Exercise: From the essay on letting go below, print word for word the passage that begins at the words "What is it about" and stops after "hardest to let go.".

Page extract:
What is it about letting go that has us holding on so tight?

The things we were asked to carry but never meant to hold are, by far, the hardest to let go.

It’s late November, and the autumn skies won't be bothered to hurry. Somewhere on the other side of the setting sun, winter waits. Look around, and you can hear it whispering to you, compelling you to hush the hurry and embrace the waning moments of the season. This day finds me in the City of Roses, my birthplace, Portland, Oregon. Born in the City of Roses requires one to live amongst the thorns. Roses beauty, thriving in the thickest of thickets. I walk the soggy streets, capturing the mosaic masterpiece unfolding before me, praying the winter winds of Christmas don’t hurry me along. I pull my jacket a little tighter and close my eyes to a sun that broke free from a patchwork of clouds stitched together for days. The downpour outside mirrors the apprehension in my heart. This day holds me captive in time, and the melody of a memory pulls my gaze to the dying leaves falling all around me. Quietly humbled, I admire their ability to let go and embrace the fading season with remarkable beauty and grace.

Somewhere on the other side of the setting sun, a new day will dawn, and time will have me longing for this moment. I slow my steps and kick the fallen leaves that grace the path beneath my feet. I breathe in the memories of the city I find myself in today. I walk through time; heading to where my story began and the interruption that called me home to find the heart I left here all those years ago. As I walk, I ask myself the same question that has troubled my steps for over two years.

Data extract:
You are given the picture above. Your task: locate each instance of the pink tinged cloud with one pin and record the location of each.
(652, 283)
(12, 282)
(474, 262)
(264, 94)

Exercise response:
What is it about letting go that has us holding on so tight?

The things we were asked to carry but never meant to hold are, by far, the hardest to let go.